→ KURZAUFGABE 1:
Stelle die Zeilen der Datensätze von der Zeile mit „of the boy's“ bis zum Ende der Datensätze, beide einschließlich, als Markdown-Tabelle mit den Spalten „Nr.“ und „Datensatzzeile“ dar. Leerzeilen und Bilder werden nicht übernommen.

→ BEREITGESTELLTER AUSZUG:
+++

Diese Frage habe ich, und ich erwarte heute, dass der Herr Staatsminister der Justiz auf diese Frage das Parlament wahrheitsgemäß unterrichtet. Weitere Fragen dazu würde ich dann noch anfügen, weil ich sehe, dass meine Redezeit zu Ende ist und ich diese auch nicht weiter strapazieren will. Ich werde dann später danach fragen. Aber das ist meine erste Frage: Ist der Entwurf der entsprechenden Unterrichtung vorher im Staatsministerium gewesen oder wie erklärt es sich, dass die ursprüngliche Unterrichtung nicht vom leitenden Oberstaatsanwalt unterschrieben war?
Sehr geehrter Herr Präsident! Meine sehr geehrten Damen und Herren! Zunächst möchte ich meinem Vorredner entgegnen, dass es mich wundert, dass er so spät auf die Einhaltung der Rechtsstaatlichkeit der Justiz im Freistaat Sachsen pocht bzw. hinweist. Es gab eine Reihe von Ermittlungsverfahren gegen Mitglieder anderer Fraktionen, wo ebendiese Form der Rechtsstaatlichkeit von Ihnen, Herr Bartl, nicht eingefordert worden ist. – Das als Vorrede.
Sehr geehrter Herr Präsident! Meine sehr geehrten Damen und Herren! Ob dieses Thema heute ein Thema für eine Aktuelle Debatte ist, kann ich nicht genau beurteilen.
Ich wiederhole: Ob dieses Thema heute ein Thema für eine Aktuelle Debatte ist, kann ich nicht genau beurteilen. Ein aktuelles Thema ist es allemal. Ich bin mir sicher, dass einige Probleme in der sächsischen Justiz, Herr Staatsminister, schnellstens zu klären sind. Aus vielen Gesprächen, besonders aus meiner Fraktion, der CDUFraktion, weiß ich, dass es so nicht weitergehen kann.
Gemeinsam mit vielen engagierten Einwohnern des Freistaates Sachsen – klatschen Sie hier drüben nicht zu früh! – haben wir den Freistaat Sachsen wieder aufgebaut. In diesen Jahren galt neben vielen wichtigen Aufgaben unsere besondere Aufmerksamkeit dem Aufbau der sächsischen Justiz. Es war und bleibt die uns durch die friedliche Revolution des Herbstes 1989 erteilte wichtige Aufgabe, eine starke und unabhängige Justiz zu schaffen und sie als besonderes Anliegen in unsere Arbeit aufzunehmen,
damit nach Zeiten des Einflusses der NSDAP und später der SED, die die Rechtsprechung beeinflussten, die Rechtsprechung im Freistaat Sachsen unabhängig von Einflussnahme arbeiten kann.

+++

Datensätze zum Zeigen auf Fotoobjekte

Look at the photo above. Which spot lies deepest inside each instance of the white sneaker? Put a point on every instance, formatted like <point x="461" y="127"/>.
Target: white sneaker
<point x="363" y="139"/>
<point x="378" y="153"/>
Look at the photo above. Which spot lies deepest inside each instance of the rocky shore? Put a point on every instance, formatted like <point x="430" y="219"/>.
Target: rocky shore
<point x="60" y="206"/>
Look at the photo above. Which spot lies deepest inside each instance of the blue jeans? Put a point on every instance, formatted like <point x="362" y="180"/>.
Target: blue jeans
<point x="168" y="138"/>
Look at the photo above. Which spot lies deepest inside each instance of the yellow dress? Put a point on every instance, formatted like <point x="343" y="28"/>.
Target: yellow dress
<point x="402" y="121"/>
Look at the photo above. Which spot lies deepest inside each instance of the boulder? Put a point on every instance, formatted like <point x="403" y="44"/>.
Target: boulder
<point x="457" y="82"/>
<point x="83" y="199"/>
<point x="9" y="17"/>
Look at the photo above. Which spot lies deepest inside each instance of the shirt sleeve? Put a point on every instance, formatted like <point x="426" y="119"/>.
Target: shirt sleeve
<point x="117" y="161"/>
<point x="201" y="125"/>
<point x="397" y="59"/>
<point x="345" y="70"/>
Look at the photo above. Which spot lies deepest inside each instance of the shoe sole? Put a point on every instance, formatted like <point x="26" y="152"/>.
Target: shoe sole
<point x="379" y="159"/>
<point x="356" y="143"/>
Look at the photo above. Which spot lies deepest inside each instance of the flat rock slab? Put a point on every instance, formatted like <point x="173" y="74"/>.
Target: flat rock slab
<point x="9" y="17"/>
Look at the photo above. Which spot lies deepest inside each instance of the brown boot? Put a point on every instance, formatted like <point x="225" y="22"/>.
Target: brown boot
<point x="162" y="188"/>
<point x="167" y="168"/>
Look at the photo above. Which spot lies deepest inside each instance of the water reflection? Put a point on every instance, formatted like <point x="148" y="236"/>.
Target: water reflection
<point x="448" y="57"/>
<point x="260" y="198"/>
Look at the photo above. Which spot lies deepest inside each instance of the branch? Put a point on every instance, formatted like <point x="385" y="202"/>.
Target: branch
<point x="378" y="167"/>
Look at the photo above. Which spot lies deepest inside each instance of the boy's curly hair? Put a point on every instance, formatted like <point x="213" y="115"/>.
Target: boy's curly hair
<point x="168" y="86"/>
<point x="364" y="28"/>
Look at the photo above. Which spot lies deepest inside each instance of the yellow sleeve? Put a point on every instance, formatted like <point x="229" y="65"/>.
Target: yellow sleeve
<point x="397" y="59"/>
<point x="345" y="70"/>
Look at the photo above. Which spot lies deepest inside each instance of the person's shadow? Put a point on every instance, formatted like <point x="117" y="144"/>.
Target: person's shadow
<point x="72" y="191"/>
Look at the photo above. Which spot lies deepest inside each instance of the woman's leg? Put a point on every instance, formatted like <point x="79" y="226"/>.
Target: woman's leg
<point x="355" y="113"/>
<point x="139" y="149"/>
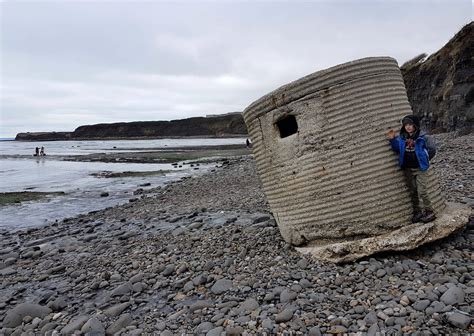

+++

→ KURZAUFGABE 2:
Prüfe, ob die Aussagen (a) bis (c) mit dem Auszug aus der Landtagsdebatte übereinstimmen, und belege jedes Ja oder Nein mit den entscheidenden Worten im genauen Wortlaut: (a) Einem Abgeordneten namens Bartl wird vorgeworfen, bei Ermittlungsverfahren gegen Mitglieder anderer Fraktionen keine Rechtsstaatlichkeit eingefordert zu haben. (b) Ein Redner bezeichnet das Thema als nicht aktuell. (c) Die friedliche Revolution wird auf den Herbst 1990 datiert.

→ KORREKTE LÖSUNG 1:
| Nr. | Datensatzzeile |
|---|---|
| 1 | Look at the photo above. Which spot lies deepest inside each instance of the boy's curly hair? Put a point on every instance, formatted like <point x="213" y="115"/>. |
| 2 | Target: boy's curly hair |
| 3 | <point x="168" y="86"/> |
| 4 | <point x="364" y="28"/> |
| 5 | Look at the photo above. Which spot lies deepest inside each instance of the yellow sleeve? Put a point on every instance, formatted like <point x="229" y="65"/>. |
| 6 | Target: yellow sleeve |
| 7 | <point x="397" y="59"/> |
| 8 | <point x="345" y="70"/> |
| 9 | Look at the photo above. Which spot lies deepest inside each instance of the person's shadow? Put a point on every instance, formatted like <point x="117" y="144"/>. |
| 10 | Target: person's shadow |
| 11 | <point x="72" y="191"/> |
| 12 | Look at the photo above. Which spot lies deepest inside each instance of the woman's leg? Put a point on every instance, formatted like <point x="79" y="226"/>. |
| 13 | Target: woman's leg |
| 14 | <point x="355" y="113"/> |
| 15 | <point x="139" y="149"/> |

→ KORREKTE LÖSUNG 2:
(a) Ja: „wo ebendiese Form der Rechtsstaatlichkeit von Ihnen, Herr Bartl, nicht eingefordert worden ist“
(b) Nein: „Ein aktuelles Thema ist es allemal.“
(c) Nein: „durch die friedliche Revolution des Herbstes 1989“